## Selected extract:
-- -- --
Phase Linear 400 Complete Restoration

You have checked out the 400 according to my instructions and have determined that it is electronically sound. For the most part, it works, but that is not good enough. The object here is to milk it for the best possible performance and reliability, but in a stock sort of way. Modifications and such are the subject of yet another look at it. Let's do the easiest thing first, let's clean and deoxidize the volume controls (series II).....of course you skip this step on the series I as there are no volume controls. This is very easy. The body of the potentiometer is at the end of the shaft. They have holes in them and you can spray the chemicals right in. First off, use a solvent to get the funk out. These are often labled "tuner cleaner" or some such. You want a cleaner that does not include a lubricant. After doing this, you follow up with a shot of deox. The deox I prefer is made by Caig, and is called Deoxit. The basic is D-5, and they have several others. Any of these will assist in good control function. Ok, that part is done. Next, lets look again at the output transistors. Let me emphasize that the outputs MUST be on the approved list. Phase Linear was very clear about this. They will not perform well nor be stable unless the right outputs are in there.

output banks

Another matter about the outputs is that these were made with rubber insulators on each of the outputs. These are not desirable after these many years. It is necessary to pull each one out and replace them with mica or plastic insulators. When doing so, the output transistor should have a thin coat of heatsink compound, and then another coat once the insulator is in place. The transistor is then reinstalled and torqued down. Don't use a big gob of heatsink compound.....the right amount is more effective that too much, besides it is messy and not pretty to have this stuff all over the place. If you find that the insulators have already been replaced, check the mounting screws to make sure they are nice and tight. You want good heat transfer to the heat sinks. When all of this is done, you wind up with the correct outputs, correctly mounted. Very good, let's go on.
-- -- --
## Set of tasks:
A. Shorten the paragraph of the Phase Linear 400 restoration guide that begins "Another matter about the outputs" into a brief list that keeps its main facts.
B. Pick up the Phase Linear 400 restoration guide after its last sentence and carry it on to the next step in the same voice.

## Stored dataset items:
-- -- --
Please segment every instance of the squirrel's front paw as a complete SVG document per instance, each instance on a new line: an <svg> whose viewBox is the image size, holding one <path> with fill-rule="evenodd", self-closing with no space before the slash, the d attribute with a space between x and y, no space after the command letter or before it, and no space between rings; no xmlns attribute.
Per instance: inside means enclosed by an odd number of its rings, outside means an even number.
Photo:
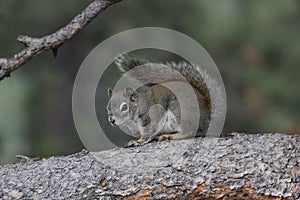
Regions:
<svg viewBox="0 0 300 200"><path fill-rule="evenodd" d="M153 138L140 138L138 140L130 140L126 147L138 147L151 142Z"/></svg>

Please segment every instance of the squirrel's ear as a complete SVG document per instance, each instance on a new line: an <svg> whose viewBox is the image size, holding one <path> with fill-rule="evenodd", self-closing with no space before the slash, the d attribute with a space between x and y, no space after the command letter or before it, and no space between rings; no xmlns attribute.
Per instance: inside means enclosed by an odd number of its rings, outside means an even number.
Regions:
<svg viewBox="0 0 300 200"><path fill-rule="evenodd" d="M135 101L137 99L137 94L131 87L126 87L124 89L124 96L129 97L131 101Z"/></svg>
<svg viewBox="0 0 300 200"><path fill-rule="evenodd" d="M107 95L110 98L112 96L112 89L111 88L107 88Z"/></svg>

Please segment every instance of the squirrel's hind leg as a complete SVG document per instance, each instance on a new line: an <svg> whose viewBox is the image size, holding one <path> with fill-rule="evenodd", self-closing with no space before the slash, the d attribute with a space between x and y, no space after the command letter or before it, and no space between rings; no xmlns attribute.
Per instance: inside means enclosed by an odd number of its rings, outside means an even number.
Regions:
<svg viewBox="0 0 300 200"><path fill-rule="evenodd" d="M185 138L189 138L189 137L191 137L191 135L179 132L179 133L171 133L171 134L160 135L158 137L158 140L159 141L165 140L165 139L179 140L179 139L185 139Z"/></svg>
-- -- --
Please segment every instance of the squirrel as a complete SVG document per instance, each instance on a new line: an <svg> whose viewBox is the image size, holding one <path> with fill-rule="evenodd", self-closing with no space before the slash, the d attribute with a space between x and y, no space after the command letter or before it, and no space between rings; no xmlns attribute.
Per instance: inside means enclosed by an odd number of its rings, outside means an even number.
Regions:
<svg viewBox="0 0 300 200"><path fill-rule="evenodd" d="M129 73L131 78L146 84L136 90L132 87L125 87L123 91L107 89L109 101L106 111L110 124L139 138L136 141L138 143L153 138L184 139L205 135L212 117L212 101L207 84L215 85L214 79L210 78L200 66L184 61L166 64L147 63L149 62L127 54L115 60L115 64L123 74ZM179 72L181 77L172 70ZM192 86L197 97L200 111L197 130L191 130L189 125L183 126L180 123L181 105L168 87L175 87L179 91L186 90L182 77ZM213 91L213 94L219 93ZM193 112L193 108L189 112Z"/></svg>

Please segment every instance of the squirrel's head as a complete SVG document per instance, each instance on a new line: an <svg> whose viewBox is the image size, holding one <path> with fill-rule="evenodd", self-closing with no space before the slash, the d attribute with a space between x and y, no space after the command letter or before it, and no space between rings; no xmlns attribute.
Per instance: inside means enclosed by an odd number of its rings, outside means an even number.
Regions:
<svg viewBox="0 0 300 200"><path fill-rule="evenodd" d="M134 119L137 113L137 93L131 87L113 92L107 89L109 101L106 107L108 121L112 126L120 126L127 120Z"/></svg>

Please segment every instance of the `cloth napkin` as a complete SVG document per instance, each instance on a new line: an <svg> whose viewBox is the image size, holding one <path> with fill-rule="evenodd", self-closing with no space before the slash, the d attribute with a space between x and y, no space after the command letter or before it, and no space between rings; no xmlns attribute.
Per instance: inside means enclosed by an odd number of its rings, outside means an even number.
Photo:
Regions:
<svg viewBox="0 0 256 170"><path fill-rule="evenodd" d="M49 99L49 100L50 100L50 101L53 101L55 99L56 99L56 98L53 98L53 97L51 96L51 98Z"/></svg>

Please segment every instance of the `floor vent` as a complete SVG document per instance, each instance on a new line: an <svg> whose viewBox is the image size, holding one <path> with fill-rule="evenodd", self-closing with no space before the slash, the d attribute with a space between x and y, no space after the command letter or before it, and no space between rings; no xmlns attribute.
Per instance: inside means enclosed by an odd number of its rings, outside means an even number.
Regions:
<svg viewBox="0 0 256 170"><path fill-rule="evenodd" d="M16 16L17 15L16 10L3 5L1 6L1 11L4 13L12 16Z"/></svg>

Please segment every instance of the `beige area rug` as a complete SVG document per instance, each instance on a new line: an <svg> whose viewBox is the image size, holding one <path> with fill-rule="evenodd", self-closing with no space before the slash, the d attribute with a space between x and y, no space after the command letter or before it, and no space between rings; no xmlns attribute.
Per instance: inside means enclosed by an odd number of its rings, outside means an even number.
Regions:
-- -- --
## Per-task answers:
A.
- Each output was originally fitted with a rubber insulator, which is not desirable after so many years.
- Pull each output and replace its insulator with a mica or plastic one.
- Give the transistor a thin coat of heatsink compound, then another coat once the insulator is in place. Avoid a big gob, since the right amount works better than too much and the excess is messy.
- Reinstall the transistor and torque it down.
- If the insulators have already been replaced, check that the mounting screws are tight so heat transfers well to the heat sinks.
- The result is the correct outputs, correctly mounted.

B.
The next thing to do is to replace all of the electrolytic capacitors on the driver board. On the series II there are four of them. On the series one, there are more. Note their values and polarities and replace them all. Just remember, capacitors do not age all that well, and the unit is definitely more stable with new ones.

they sound as good as they look

Next, look at the input devices. The series II's will have the FET op amps, originally LF 356, and later LF 351. These guys are so critical to so many functions, and very slight variations have profound results, so replace them with LF 351. These do not cost much so consider it a "must do". When using the LF 351, the supply resistors (left side of the board) should be 7.5k. Speaking of these resistors, the originals were nasty old sandbox types. Coated wirewounds are very pretty, and I suspect very long term, so replace them. On the series I's the input devices are individual transistors. I like to replace them as well. Use the same numbers or a judicious sub, and be very careful of your basing.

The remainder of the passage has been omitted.